Task to carry out –
Repeat the listing below exactly.

Input –
---*---

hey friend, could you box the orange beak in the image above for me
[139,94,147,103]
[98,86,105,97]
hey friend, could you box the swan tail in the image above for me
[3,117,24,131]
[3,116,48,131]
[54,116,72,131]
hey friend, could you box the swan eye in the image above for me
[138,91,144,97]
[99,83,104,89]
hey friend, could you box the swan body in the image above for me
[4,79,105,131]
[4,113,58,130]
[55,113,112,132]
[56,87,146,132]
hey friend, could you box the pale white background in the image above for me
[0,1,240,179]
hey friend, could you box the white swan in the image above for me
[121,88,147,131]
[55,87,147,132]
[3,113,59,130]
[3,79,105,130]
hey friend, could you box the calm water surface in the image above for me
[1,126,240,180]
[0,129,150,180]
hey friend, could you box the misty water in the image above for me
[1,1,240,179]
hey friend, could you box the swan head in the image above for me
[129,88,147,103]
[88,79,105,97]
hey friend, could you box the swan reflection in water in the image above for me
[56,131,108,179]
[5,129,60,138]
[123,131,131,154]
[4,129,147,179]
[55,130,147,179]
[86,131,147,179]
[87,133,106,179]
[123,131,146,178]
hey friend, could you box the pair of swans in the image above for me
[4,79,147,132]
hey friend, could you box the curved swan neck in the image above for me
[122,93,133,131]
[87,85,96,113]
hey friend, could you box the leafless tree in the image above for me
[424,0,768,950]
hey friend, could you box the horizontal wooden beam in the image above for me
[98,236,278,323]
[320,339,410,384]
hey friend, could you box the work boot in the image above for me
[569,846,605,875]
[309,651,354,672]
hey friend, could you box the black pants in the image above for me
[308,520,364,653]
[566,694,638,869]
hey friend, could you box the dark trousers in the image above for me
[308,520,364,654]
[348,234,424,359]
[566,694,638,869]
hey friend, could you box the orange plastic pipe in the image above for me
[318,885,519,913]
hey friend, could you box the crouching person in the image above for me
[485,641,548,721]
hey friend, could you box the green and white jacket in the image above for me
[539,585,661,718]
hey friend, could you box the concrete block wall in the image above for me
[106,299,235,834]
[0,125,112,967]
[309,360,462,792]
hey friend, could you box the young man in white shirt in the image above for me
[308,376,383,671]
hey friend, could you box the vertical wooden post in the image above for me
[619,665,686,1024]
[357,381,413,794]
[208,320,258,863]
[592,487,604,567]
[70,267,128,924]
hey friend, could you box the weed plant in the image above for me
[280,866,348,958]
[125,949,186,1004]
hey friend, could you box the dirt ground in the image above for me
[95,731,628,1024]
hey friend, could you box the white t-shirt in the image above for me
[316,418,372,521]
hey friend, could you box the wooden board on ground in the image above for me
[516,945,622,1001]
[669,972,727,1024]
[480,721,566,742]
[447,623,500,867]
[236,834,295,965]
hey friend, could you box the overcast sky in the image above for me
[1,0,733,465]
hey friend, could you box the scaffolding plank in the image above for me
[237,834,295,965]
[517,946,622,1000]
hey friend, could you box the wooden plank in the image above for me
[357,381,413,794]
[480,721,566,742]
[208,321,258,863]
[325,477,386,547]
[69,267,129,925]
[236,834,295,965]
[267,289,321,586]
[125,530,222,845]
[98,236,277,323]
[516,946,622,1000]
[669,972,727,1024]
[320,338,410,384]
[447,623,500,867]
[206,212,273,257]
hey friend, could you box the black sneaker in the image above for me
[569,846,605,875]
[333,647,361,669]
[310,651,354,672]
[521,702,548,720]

---*---

Finished task –
hey friend, could you box the orange beak in the image above for me
[139,94,147,103]
[98,86,105,97]
hey friend, could you box the swan tail in the image above for me
[3,117,24,131]
[3,116,48,131]
[54,116,72,131]
hey friend, could you box the swan eye in the image above for me
[138,91,144,97]
[99,83,104,89]
hey friend, could you box the swan body in the image above for me
[4,79,105,131]
[4,113,58,130]
[55,113,112,132]
[56,87,146,132]
hey friend, could you box the pale white background in the image above for me
[0,1,240,179]
hey friend, could you box the white swan in the image above for me
[121,88,147,131]
[55,87,147,132]
[3,113,59,130]
[3,79,105,130]
hey friend, could you box the calm water surface in the image above for me
[1,126,240,180]
[0,129,150,180]
hey friend, could you box the misty water in the image above for me
[1,1,240,179]
hey friend, could you box the swan head in the image above for me
[129,88,147,103]
[88,79,105,97]
hey friend, could you box the swan reflection in water in the image above for me
[56,131,108,179]
[5,129,60,138]
[123,131,131,154]
[4,129,147,179]
[55,130,147,179]
[86,131,147,179]
[87,133,106,179]
[123,131,146,178]
hey friend, could you box the pair of swans in the image above for me
[4,79,147,132]
hey friend, could you box the curved swan neck in the image above for me
[122,93,133,131]
[87,85,96,113]
hey friend, could you box the leafless tree in the image above for me
[424,0,768,950]
hey friend, could you box the horizontal wooden beam in the image above for me
[98,236,278,323]
[320,339,410,384]
hey friend, could you box the work boot in the image above for me
[569,846,605,875]
[309,651,354,672]
hey friend, could you box the black pants in the image above for me
[308,520,364,653]
[566,694,638,869]
hey friend, could you box the dark trousers in the image above for me
[308,520,364,654]
[348,234,424,359]
[566,694,638,869]
hey friend, could you box the orange plastic pipe in the image above for me
[318,885,519,913]
hey friend, could you box the crouching person in the image above for me
[485,641,548,721]
hey friend, could you box the green and white jacket in the image above for me
[539,585,661,718]
hey friend, could you box the concrete block wall in the image above for me
[106,299,235,834]
[0,125,112,967]
[309,360,462,792]
hey friend, could you box the young man in white shirt in the image above for me
[308,376,383,671]
hey friend, could you box the vertical wooden post in the image above for me
[619,665,686,1024]
[357,381,413,794]
[208,320,258,863]
[592,487,604,567]
[70,267,128,924]
hey friend, could you box the weed plant in the image above for me
[280,866,348,958]
[125,949,186,1004]
hey friend, could you box the dirt ground in the image above for me
[95,731,628,1024]
hey friend, could you box the white t-shirt in the image above for me
[316,418,372,521]
hey friend, could you box the wooden board on ground in the image above for me
[516,945,622,1001]
[669,972,727,1024]
[480,721,566,742]
[447,623,500,867]
[236,834,295,965]
hey friend, could you box the overcast sky in the image above for me
[1,0,733,465]
hey friend, could you box the scaffolding plank in the image above for me
[237,834,295,965]
[517,946,622,1000]
hey friend, could you box the wooden plank in the image above for me
[357,381,413,794]
[480,721,566,742]
[208,321,258,863]
[325,477,386,547]
[69,267,129,925]
[236,834,295,965]
[267,289,321,586]
[125,530,222,845]
[98,236,277,323]
[516,946,622,1000]
[669,972,727,1024]
[320,338,410,384]
[447,623,500,867]
[206,212,273,257]
hey friend, could you box the black sneaker in the image above for me
[569,846,605,875]
[333,647,361,669]
[310,651,354,672]
[521,702,548,720]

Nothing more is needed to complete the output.